LONDON — Russian cyber attackers "intruded" into the U.K.'s critical national infrastructure and represent an "immediate and urgent threat" to national security, according to intelligence agencies and experts quoted in a report released by British lawmakers Tuesday.
The report from the Intelligence and Security Committee of Parliament, which was delayed for nine months and has been heavily redacted, says the U.K. is clearly a target for Russian disinformation and described Russian influence in Britain as "the new normal."
The U.K. report also says British authorities were slow to react to the possibility of hacking and should have acted after the hacking of the Democratic National Committee in 2016.
The findings come more than a year after special counsel Robert Mueller found evidence of Russian attempts to interfere in the 2016 U.S. presidential election in a two-year investigation concluding in 2019. That report failed to find evidence that the Trump campaign "coordinated or conspired" with the Russian government.
Mueller's investigation concluded that paid Russian activists spent years crafting convincing social media accounts and fake profiles that would engage with Trump campaign team members, while Russian intelligence officials’ attempted to systemically hack and dump documents stolen from Democratic officials.
The U.K. report said Russia carried out "pre-positioning activity" on multiple countries' critical national infrastructure networks, including in the U.K., citing the country's National Cyber Security Centre. Pre-positioning is where hackers explore and secure an "entry point" in a network that could be used to disruptive effect.
The report added that the G.R.U, Russia's military intelligence agency, orchestrated phishing attacks against British government departments and that Russian actors on occasion employed "organised crime groups to supplement its cyber skills."
The report also stated that "until recently, the government had badly underestimated the Russian threat and the response it required."
In his daily media briefing just before the report's release, Kremlin spokesman Dmitry Peskov denied any Russian interference in U.K. affairs.
"Russia has never interfered in electoral processes in any country in the world: not in the US, nor in Great Britain," he said. "We do not do this ourselves, and we do not tolerate it when other countries try to interfere in our affairs."
The report said there was "credible open source commentary suggesting that Russia undertook influence campaigns" during the 2014 referendum on Scottish independence, but failed to include any new evidence of meddling in that vote.

Supplied data:
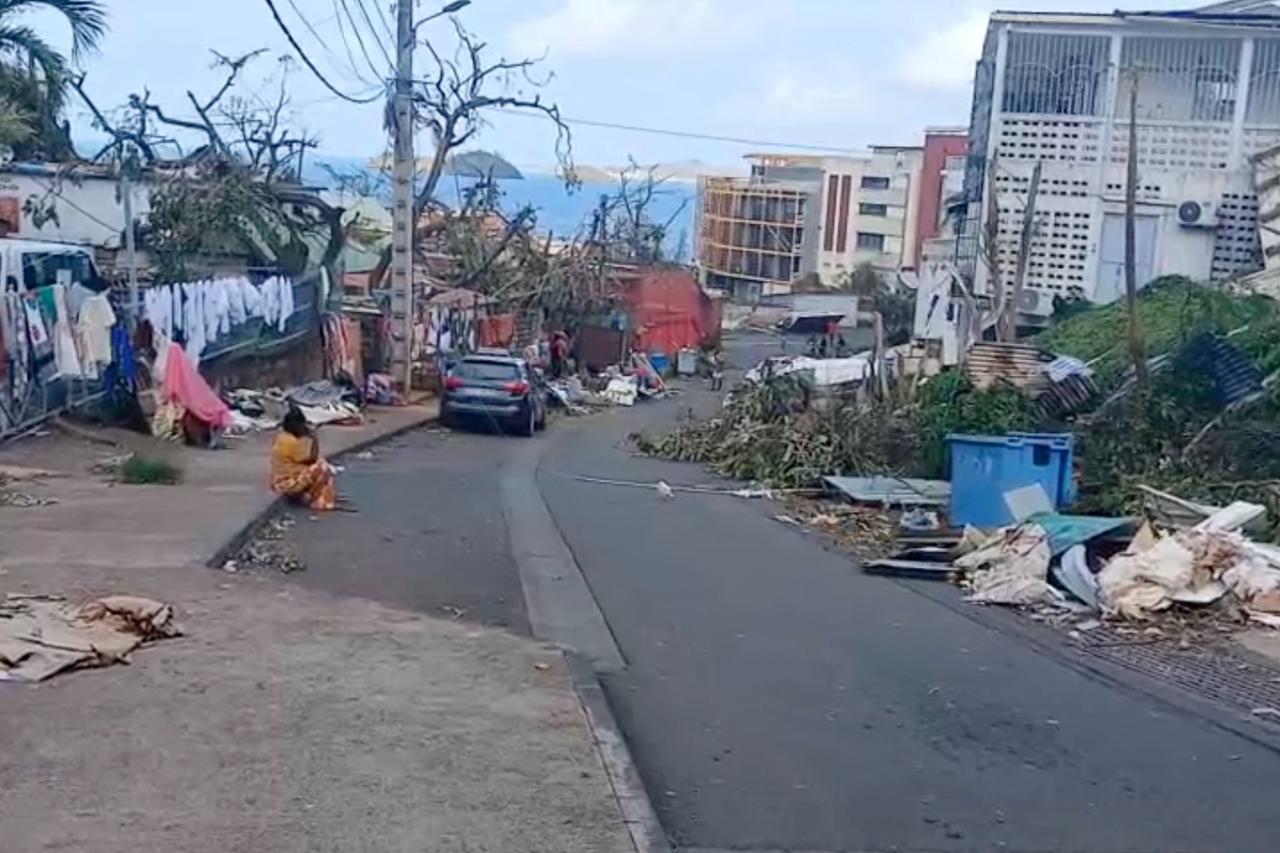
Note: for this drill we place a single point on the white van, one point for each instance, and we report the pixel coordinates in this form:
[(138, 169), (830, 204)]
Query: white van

Apply what you read:
- A) Answer these from the article on Russian threats to the U.K.:
(i) How long was the Intelligence and Security Committee's report delayed?
(ii) Which agency orchestrated phishing attacks against British government departments?
(iii) Which 2014 vote does the report link to possible Russian influence campaigns?
- B) Carry on the article about Russian threats to the U.K. from its last sentence.
Nothing in the data is needed here.

Set of answers:
- A)
(i) Nine months.
(ii) The G.R.U, Russia's military intelligence agency.
(iii) The referendum on Scottish independence.

- B)
Contrary to widespread allegations that the report would confirm Russian meddling in the 2016 Brexit referendum, the report fails to confirm this but calls for more research on possible Russian influence on the Brexit vote.
But it adds that the U.K. government had not seen or "sought evidence of successful interference in U.K. democratic processes," leading the committee to conclude it had "taken its eye off the ball" on Russian influence.
The report's authors called for new laws to "tackle espionage, the illicit financial dealings of the Russian elite and the ‘enablers’ who support this activity."
"Successive governments have welcomed the oligarchs and their money with open arms, providing them with a means of recycling illicit finance through the London ‘laundromat,’ and connections at the highest levels with access to U.K. companies and political figures," the committee said in a summary shared with the media.
"This has led to a growth industry of ‘enablers’ including lawyers,accountants, and estate agents who are — wittingly or unwittingly — de facto agents of the Russian state."
The U.K. report, which was completed in October 2019 and only released Tuesday, became a long-running sore in U.K. politics as Prime Minister Boris Johnson continually blocked its release. The committee needed his approval to release it due to potential national security risks, leading some rival lawmakers to accuse Johnson of burying bad news.
Relations between Moscow and London fell to their lowest point in decades in March 2018, after Britain squarely accused the Russian state of commissioning the poisoning of former Russian military spy Sergei Skripal and his daughter in the English city of Salisbury. It was the first known usage of a nerve agent in Europe since the Second World War.